- Work to be completed -
Show each line from the material below that contains the word "texture".

- Data listing -
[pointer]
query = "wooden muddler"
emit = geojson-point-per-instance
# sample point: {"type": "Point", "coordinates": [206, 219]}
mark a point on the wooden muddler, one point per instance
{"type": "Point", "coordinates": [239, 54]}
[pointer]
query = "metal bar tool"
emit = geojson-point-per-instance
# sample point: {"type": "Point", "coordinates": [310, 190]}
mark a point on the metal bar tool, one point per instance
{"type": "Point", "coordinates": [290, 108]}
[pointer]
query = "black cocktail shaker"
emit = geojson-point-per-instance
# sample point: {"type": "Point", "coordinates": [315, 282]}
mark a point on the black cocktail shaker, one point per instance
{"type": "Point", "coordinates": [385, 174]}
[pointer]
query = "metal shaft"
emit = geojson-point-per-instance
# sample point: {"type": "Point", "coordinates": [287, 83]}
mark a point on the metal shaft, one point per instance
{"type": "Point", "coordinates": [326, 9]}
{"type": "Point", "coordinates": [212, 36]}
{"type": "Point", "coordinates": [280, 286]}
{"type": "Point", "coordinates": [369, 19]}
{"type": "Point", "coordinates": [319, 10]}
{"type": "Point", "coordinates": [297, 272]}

---

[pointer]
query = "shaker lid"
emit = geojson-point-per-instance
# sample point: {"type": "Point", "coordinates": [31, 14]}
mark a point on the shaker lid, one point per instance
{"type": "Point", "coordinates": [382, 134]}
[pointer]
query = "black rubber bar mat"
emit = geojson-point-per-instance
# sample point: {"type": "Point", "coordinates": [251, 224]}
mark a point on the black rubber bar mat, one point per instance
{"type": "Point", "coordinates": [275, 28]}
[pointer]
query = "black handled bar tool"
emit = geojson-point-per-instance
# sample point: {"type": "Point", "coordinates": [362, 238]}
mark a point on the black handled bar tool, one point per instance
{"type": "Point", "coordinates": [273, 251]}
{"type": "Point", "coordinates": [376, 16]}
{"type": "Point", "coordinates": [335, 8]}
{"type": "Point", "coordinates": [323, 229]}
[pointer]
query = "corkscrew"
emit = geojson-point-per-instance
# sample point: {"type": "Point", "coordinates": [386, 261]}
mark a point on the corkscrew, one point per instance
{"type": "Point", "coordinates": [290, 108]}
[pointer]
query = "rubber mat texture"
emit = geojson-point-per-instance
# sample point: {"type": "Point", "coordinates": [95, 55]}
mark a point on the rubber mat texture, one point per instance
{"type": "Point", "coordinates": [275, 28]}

...

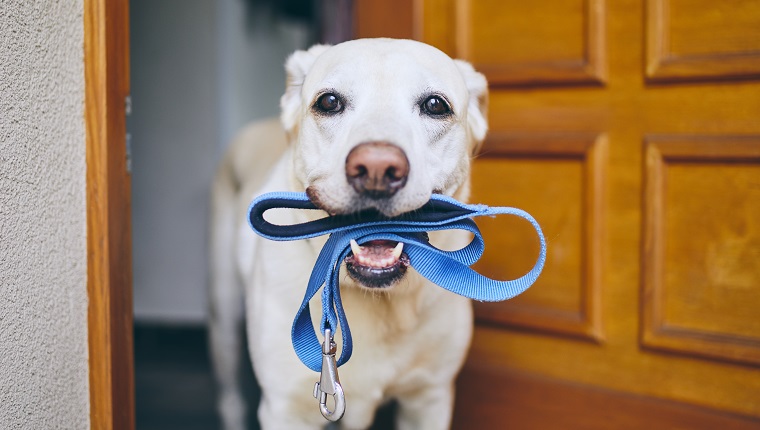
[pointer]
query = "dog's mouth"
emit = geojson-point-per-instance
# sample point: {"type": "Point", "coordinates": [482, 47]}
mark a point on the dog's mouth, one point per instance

- Completed exercise -
query = "rubber mat texture"
mark a point on the rubber mat texture, one point per instance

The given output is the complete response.